* Written request: Repeat each entry in full, exactly.

** Begin Entries provided **

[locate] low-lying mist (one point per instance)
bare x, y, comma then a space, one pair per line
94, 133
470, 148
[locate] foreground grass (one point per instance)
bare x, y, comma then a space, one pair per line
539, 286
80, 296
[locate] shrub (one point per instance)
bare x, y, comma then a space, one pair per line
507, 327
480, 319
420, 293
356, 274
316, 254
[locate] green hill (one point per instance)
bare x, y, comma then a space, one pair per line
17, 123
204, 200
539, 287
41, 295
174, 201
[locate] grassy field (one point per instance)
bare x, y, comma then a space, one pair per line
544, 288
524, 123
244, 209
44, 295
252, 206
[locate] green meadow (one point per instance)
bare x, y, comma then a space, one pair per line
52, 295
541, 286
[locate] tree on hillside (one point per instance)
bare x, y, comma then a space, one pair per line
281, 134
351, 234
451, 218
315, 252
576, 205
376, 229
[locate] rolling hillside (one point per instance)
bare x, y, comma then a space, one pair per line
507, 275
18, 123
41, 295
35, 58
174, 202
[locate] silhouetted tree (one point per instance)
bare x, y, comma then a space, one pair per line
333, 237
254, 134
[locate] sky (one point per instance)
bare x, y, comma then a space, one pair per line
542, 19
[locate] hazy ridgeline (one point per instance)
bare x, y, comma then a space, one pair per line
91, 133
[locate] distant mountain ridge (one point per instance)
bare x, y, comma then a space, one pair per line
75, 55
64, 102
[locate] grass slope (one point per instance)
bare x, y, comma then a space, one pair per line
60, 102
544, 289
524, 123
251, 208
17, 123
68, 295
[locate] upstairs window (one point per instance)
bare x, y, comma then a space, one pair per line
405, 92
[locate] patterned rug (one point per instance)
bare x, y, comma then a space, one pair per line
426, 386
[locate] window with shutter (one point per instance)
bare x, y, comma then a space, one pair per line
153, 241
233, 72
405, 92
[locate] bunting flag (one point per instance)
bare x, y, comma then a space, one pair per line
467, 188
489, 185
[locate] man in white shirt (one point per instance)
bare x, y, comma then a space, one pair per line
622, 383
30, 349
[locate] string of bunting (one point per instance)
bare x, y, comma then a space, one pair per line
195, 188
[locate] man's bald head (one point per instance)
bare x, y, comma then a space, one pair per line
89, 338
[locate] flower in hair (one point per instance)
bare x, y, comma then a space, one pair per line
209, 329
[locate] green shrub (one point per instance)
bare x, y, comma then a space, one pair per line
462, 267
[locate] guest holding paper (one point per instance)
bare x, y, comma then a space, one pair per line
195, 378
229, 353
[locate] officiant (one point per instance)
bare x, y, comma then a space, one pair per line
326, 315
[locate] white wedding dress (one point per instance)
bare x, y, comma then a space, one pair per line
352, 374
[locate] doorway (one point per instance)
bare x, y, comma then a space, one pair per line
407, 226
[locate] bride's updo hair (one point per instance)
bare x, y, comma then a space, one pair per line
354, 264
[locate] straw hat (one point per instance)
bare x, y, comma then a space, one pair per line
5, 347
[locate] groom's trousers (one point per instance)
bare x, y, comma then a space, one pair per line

** End Entries provided **

* Result of the exercise:
[locate] low-lying mist (one point per instance)
bare x, y, comma then a space, one pair per line
94, 133
470, 148
[locate] foreground grass (one point per instance)
bare x, y, comma then a space, one pair per line
539, 286
80, 296
[locate] shrub (one point per instance)
bare x, y, comma then a space, one pair per line
507, 327
480, 319
420, 293
356, 274
316, 254
[locate] green hill (one point per instance)
bare x, y, comma then a space, one pair per line
17, 123
204, 200
539, 287
41, 295
174, 201
[locate] grassy field (one point per instance)
bare x, y, comma then a space, one pair per line
544, 288
524, 123
244, 209
44, 295
252, 206
[locate] green meadow (one point per instance)
bare x, y, comma then a space, one pair per line
52, 295
541, 286
[locate] tree on hillside (one point per instance)
bare x, y, comma then a space, one pair per line
281, 134
351, 234
451, 218
315, 252
576, 205
376, 229
[locate] rolling hillside (one point per instance)
bare x, y, comma then a space, one pair per line
507, 275
18, 123
41, 295
35, 58
174, 202
[locate] silhouetted tree (one point per instance)
bare x, y, comma then a space, one pair per line
333, 237
254, 134
[locate] sky (one point per instance)
bare x, y, comma then a space, one pair per line
542, 19
[locate] hazy ridgeline (one point per instance)
bare x, y, comma then a space, one pair per line
91, 133
[locate] distant mountain ridge (one point per instance)
bare x, y, comma then a space, one pair per line
75, 55
64, 102
[locate] grass slope (one point per instance)
bare x, y, comma then a space, one pair per line
60, 102
544, 289
524, 123
251, 208
17, 123
68, 295
[locate] upstairs window (one point per instance)
bare x, y, comma then a space, one pair per line
405, 92
[locate] patterned rug (one point per instance)
bare x, y, comma then a space, one pair per line
426, 386
[locate] window with shutter (one point per instance)
bare x, y, comma then a space, one pair per line
153, 241
233, 72
405, 92
[locate] bunting flag (one point per instance)
bare x, y, comma then a space, one pair per line
467, 188
489, 185
[locate] man in white shirt (one point per instance)
bare x, y, comma then a space, one pair per line
622, 383
30, 349
[locate] string of bunting (one point per instance)
bare x, y, comma then a space, one pair per line
195, 188
[locate] man's bald head (one point per instance)
bare x, y, comma then a space, one pair per line
89, 338
[locate] flower in hair (one point per instance)
bare x, y, comma then a space, one pair per line
209, 329
[locate] green shrub (one point per instance)
bare x, y, comma then a space, one pair per line
462, 267
[locate] guest holding paper (one point per instance)
bare x, y, comma then a space, one pair per line
195, 378
229, 353
[locate] officiant (one point per instance)
bare x, y, comma then a space, one pair per line
326, 315
[locate] white wedding dress (one point per instance)
bare x, y, comma then a space, one pair per line
352, 374
[locate] doorway (one point per instance)
bare x, y, comma then a space, one pair per line
407, 226
[locate] bride's updo hair (one point per instance)
bare x, y, comma then a space, one pair per line
354, 264
[locate] straw hat (one point per instance)
bare x, y, comma then a space, one pair per line
5, 347
[locate] groom's trousers (one point per instance)
bare x, y, comma then a space, one pair per line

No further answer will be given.